#### EXTRACTED TEXT
HR & Management
Dragons' Den investor Sarah Willingham on what business worries keep Brits up at night
6 min read
06 January 2016
Today marks the launch of a series of “15 Minute Business Fixes” clinics on Heathrow Express trains, which enables its passengers to get advice from successful business leaders. Kick-started by Bombay Bicycle Club owner and Dragons' Den investor Sarah Willingham, we talked to her about the challenges that keep Brits awake at night – and how to overcome them.
“’Tis now the very witching time of night,” Hamlet famously said in Shakespeare’s play. He was referring to the hour of midnight, when witches were thought to be most active and supernatural forces at their most powerful.
For modern-day workers, the small hours between midnight and 3am is when some find themselves wide awake, alone in the dark, with work and life worries closing in on their psyches. And, of course, many blame their jobs for this lack of sleep.
########
WHAT TO WORK ON —
[a] Please list every person or character named in the article on business worries.
[b] For each statement, state whether the article on business worries supports it, answering yes or no and quoting the words that decide it. (i) The clinics are held on Heathrow Express trains. (ii) Hamlet was referring to the hour of 3am. (iii) The article was published in 2015.
[c] Resume the article on business worries at the point where it stops.
None of the lines after this point are needed.
#### RAW DATA
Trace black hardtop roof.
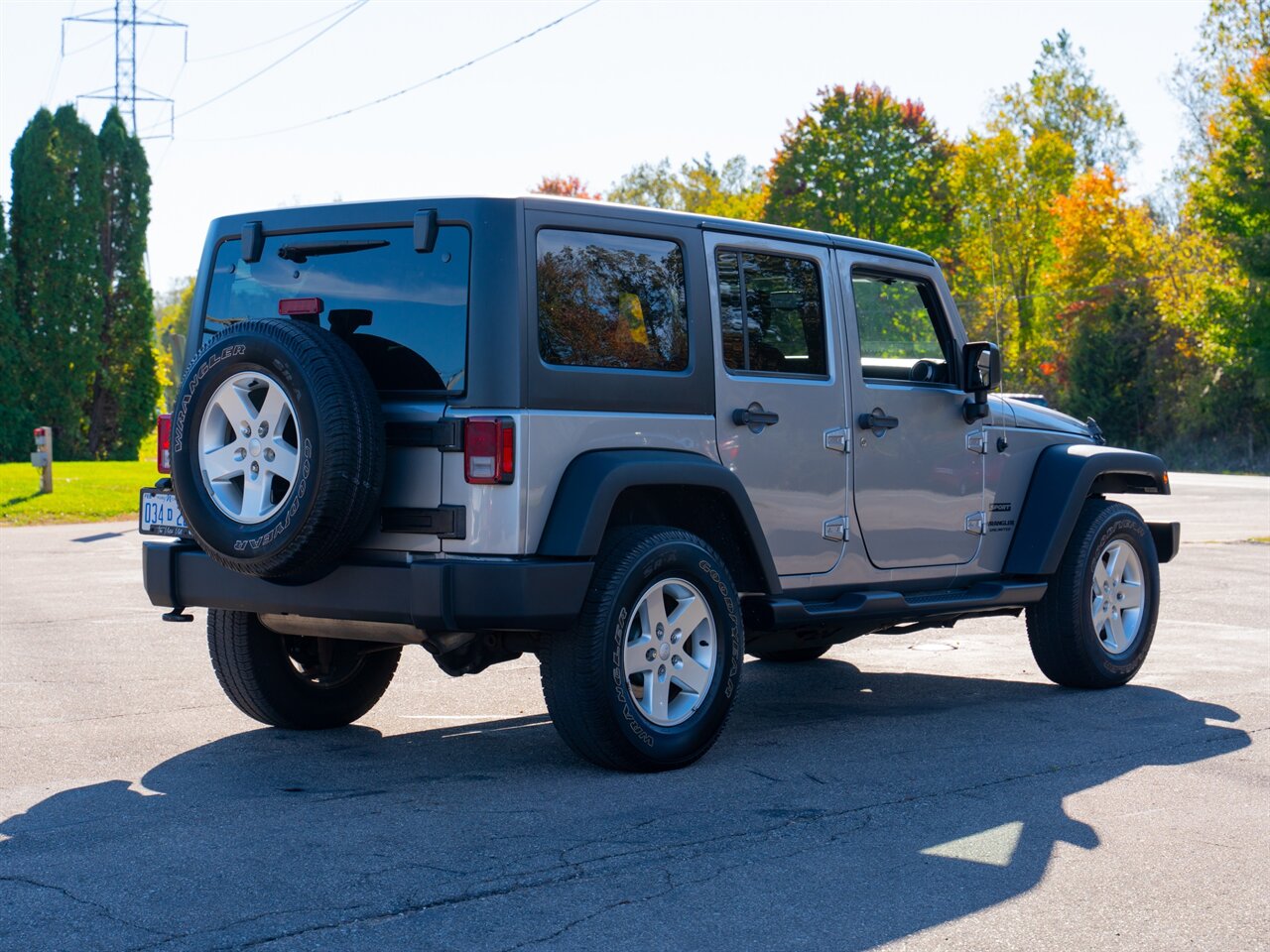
[210,195,935,264]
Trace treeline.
[536,0,1270,471]
[0,105,159,459]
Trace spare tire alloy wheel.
[198,371,303,526]
[172,318,386,583]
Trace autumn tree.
[10,105,105,458]
[1170,0,1270,164]
[949,32,1135,396]
[1192,54,1270,443]
[998,31,1138,174]
[1043,167,1171,445]
[534,176,602,202]
[765,82,952,255]
[608,153,766,221]
[950,123,1074,390]
[85,108,159,459]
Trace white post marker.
[31,426,54,493]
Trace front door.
[706,232,848,575]
[839,255,989,568]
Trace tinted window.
[715,250,826,377]
[537,230,689,371]
[203,226,468,393]
[851,274,944,361]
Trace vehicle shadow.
[0,658,1250,949]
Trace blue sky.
[0,0,1206,290]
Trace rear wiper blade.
[278,239,389,264]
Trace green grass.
[0,456,159,526]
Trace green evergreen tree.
[0,205,32,461]
[85,108,159,459]
[10,105,104,458]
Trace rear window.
[203,226,470,393]
[537,230,689,371]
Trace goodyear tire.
[207,608,401,730]
[172,320,385,581]
[539,527,745,771]
[1028,499,1160,688]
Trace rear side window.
[715,249,826,377]
[537,228,689,371]
[203,225,471,394]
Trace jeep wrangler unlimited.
[141,198,1179,771]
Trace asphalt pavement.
########
RESULTS OF THE EXERCISE —
[a] Sarah Willingham, Hamlet, Shakespeare

[b]
(i) Yes: "a series of “15 Minute Business Fixes” clinics on Heathrow Express trains"
(ii) No: "He was referring to the hour of midnight"
(iii) No: "06 January 2016"

[c]
Numerous studies have delved into the link between work and sleep, with a British study having suggested that people working 55 hours a week rather than 35-40 are twice as likely to sleep less than six hours, nearly four times as likely to have trouble going to sleep and twice as likely not to feel refreshed the next day. Similarly, Dr Paul Kelley of Oxford University claimed forcing staff to start work before 10am is tantamount to torture and is making employees ill, exhausted and stressed.
Now, research in conjunction to Heathrow Express’ clinic has found that business-minded Brits lose over a month’s worth of sleep every year.
“This comes hand-in-hand with stress at work,” said Willingham. “You could stress so much over finances or any other aspect of your job that you come to experience insomnia. And when your head hits your pillow at night you almost instantly know whether you’ve had a busy day at work or not.”
In terms of what UK bosses dreaded most this year, the Heathrow Express survey unveiled the top ten, including standing out in crowded markets, innovating new products and services, raising funds for investment, understanding the next generation of consumers and market regulations as their top challenges.
Willingham delved further, explaining that weathering the economy topped the list. She said: “We’ve had to fight harder than we ever have before, and so everyone is eyeing the economic landscape wearily. It echoes my own thoughts as well, and being part of the restaurant sector, I would say it is followed by the rising cost of overheads and the ability to find qualified staff.”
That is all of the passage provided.